» EXERCISE INSTRUCTIONS: Would you quote the material below in full and unchanged?

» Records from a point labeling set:
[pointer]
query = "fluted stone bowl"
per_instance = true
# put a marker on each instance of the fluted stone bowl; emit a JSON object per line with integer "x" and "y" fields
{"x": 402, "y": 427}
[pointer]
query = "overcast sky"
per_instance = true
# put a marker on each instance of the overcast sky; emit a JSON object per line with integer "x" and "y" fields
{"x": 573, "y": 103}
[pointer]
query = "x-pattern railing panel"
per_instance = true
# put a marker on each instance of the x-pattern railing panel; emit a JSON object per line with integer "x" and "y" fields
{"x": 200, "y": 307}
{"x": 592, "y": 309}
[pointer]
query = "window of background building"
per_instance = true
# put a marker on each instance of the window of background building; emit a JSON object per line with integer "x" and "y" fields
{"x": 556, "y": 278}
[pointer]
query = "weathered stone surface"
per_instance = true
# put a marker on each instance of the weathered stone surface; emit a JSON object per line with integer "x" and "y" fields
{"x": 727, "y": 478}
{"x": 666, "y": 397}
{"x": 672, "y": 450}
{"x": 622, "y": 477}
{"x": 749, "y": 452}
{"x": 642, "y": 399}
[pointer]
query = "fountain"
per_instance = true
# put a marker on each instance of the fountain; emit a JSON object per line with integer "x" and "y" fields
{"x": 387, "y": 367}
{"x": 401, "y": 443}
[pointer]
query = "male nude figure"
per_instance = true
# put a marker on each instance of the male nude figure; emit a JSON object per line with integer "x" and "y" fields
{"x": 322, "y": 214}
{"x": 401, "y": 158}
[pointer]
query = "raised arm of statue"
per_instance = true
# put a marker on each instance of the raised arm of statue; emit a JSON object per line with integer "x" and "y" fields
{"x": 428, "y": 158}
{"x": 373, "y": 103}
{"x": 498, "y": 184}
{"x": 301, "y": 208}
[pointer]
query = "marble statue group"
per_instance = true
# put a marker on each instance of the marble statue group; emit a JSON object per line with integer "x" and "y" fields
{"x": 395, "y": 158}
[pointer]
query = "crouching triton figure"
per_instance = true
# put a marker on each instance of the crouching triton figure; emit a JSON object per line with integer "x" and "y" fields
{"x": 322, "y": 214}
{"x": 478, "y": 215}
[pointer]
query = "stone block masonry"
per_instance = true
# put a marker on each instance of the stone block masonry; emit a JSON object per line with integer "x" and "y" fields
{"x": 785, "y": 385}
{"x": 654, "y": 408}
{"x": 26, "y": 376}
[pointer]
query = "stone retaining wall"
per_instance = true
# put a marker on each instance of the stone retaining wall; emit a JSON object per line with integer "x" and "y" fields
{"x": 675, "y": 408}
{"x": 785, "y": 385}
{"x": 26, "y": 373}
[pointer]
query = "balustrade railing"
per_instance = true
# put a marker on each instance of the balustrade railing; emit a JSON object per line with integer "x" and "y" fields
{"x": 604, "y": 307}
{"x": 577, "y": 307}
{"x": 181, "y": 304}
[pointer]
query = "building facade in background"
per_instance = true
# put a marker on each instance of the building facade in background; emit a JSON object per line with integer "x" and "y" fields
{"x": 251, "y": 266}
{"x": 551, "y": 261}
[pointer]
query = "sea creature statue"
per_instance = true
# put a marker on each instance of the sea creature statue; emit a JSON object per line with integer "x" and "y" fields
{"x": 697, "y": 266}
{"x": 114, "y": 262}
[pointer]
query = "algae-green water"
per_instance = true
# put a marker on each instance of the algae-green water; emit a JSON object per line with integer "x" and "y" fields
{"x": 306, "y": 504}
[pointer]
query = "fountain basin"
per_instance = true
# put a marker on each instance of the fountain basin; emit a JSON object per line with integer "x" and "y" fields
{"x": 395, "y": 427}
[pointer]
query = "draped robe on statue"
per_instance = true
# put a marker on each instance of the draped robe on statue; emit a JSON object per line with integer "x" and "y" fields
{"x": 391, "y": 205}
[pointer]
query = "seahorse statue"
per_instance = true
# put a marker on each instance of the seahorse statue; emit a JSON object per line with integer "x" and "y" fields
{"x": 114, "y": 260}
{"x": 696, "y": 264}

» COMPLETE OUTPUT:
[pointer]
query = "fluted stone bowl"
per_instance = true
# put a marker on each instance of the fluted stone bowl; emit a JSON object per line with integer "x" and "y" fields
{"x": 402, "y": 427}
[pointer]
query = "overcast sky"
per_instance = true
# put a marker on each instance of the overcast sky; emit a JSON object per line with integer "x" and "y" fields
{"x": 573, "y": 103}
[pointer]
query = "x-pattern railing panel"
per_instance = true
# put a marker on each instance of the x-pattern railing panel; emit a JSON object per line with integer "x" and "y" fields
{"x": 200, "y": 307}
{"x": 592, "y": 309}
[pointer]
query = "window of background building"
per_instance = true
# put a marker on each instance of the window of background building; emit a JSON object per line with integer "x" and "y" fields
{"x": 556, "y": 278}
[pointer]
query = "weathered stone surface"
per_instance = true
# put a marker on each instance of the weathered stone surface; emit a JSON object per line with integer "x" and "y" fields
{"x": 727, "y": 478}
{"x": 666, "y": 397}
{"x": 672, "y": 450}
{"x": 622, "y": 477}
{"x": 749, "y": 452}
{"x": 642, "y": 399}
[pointer]
query = "fountain"
per_instance = true
# put a marker on each instance of the fountain; emit a JSON object per line with integer "x" and "y" fields
{"x": 387, "y": 367}
{"x": 401, "y": 443}
[pointer]
query = "male nude figure"
per_instance = true
# put a marker on each instance of the male nude figure; emit a JSON object per line with integer "x" and "y" fields
{"x": 322, "y": 214}
{"x": 401, "y": 158}
[pointer]
query = "raised arm of statue"
per_instance = true
# put a marker on each instance of the raised arm of statue; emit a JSON object per line with integer "x" and "y" fields
{"x": 428, "y": 158}
{"x": 373, "y": 103}
{"x": 498, "y": 184}
{"x": 301, "y": 208}
[pointer]
query = "marble statue group"
per_instance = true
# put a marker on each instance of the marble statue group; emit a JSON object per line with integer "x" and "y" fields
{"x": 395, "y": 158}
[pointer]
query = "crouching triton figure"
per_instance = true
# put a marker on each instance of the crouching triton figure; emit a JSON object per line with integer "x" and "y" fields
{"x": 322, "y": 214}
{"x": 478, "y": 215}
[pointer]
query = "stone block masonry"
per_instance = true
# put a marker on each instance of the stone block masonry; emit a JSON object per line with integer "x" and "y" fields
{"x": 785, "y": 385}
{"x": 654, "y": 408}
{"x": 26, "y": 376}
[pointer]
query = "stone retaining wall"
per_instance = true
# put a marker on each instance of the stone retaining wall; emit a JSON object per line with integer "x" and "y" fields
{"x": 675, "y": 408}
{"x": 785, "y": 385}
{"x": 26, "y": 373}
[pointer]
query = "balustrade railing"
per_instance = true
# put a marker on each instance of the balustrade railing; emit a JSON object per line with integer "x" and "y" fields
{"x": 604, "y": 307}
{"x": 577, "y": 307}
{"x": 181, "y": 304}
[pointer]
query = "building facade in background"
per_instance = true
# put a marker on each instance of the building facade in background; emit a JSON object per line with integer "x" and "y" fields
{"x": 251, "y": 266}
{"x": 551, "y": 261}
[pointer]
query = "sea creature statue"
per_instance = true
# put a marker on each instance of the sea creature statue; emit a JSON object per line with integer "x" and "y" fields
{"x": 697, "y": 266}
{"x": 114, "y": 262}
[pointer]
query = "algae-green water"
per_instance = true
# put a marker on each instance of the algae-green water; emit a JSON object per line with integer "x" and "y" fields
{"x": 306, "y": 504}
[pointer]
query = "fountain basin"
per_instance = true
# put a marker on each instance of the fountain basin; emit a JSON object per line with integer "x" and "y" fields
{"x": 395, "y": 427}
[pointer]
query = "draped robe on statue"
per_instance = true
# put a marker on each instance of the draped robe on statue; emit a JSON object per line with integer "x" and "y" fields
{"x": 391, "y": 205}
[pointer]
query = "seahorse statue"
per_instance = true
# put a marker on each instance of the seahorse statue; emit a JSON object per line with integer "x" and "y" fields
{"x": 114, "y": 260}
{"x": 696, "y": 264}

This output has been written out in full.